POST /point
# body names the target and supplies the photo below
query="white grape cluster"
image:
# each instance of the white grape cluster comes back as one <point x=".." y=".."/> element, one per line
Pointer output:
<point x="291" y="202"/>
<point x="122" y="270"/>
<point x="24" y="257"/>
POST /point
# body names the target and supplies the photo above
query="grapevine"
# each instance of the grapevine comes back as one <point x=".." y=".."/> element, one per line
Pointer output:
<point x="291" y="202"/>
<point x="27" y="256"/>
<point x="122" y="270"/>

● ● ● ●

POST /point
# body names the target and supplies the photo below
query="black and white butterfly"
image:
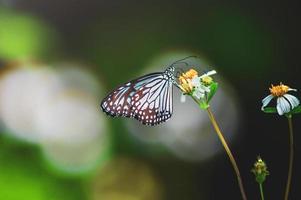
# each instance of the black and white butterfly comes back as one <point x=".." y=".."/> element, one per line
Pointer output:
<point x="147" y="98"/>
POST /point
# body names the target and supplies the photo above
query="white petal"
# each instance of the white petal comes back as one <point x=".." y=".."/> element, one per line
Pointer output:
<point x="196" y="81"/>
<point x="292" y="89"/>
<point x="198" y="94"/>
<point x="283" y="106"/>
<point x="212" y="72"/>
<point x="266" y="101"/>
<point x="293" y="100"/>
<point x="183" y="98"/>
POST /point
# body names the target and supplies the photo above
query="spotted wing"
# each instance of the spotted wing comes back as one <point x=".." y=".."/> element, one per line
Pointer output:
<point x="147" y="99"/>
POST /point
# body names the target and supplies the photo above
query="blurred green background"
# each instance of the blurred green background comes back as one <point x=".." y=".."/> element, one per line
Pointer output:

● ● ● ●

Report the number of lines in the material above that contain the string "butterfly". Output only the number.

2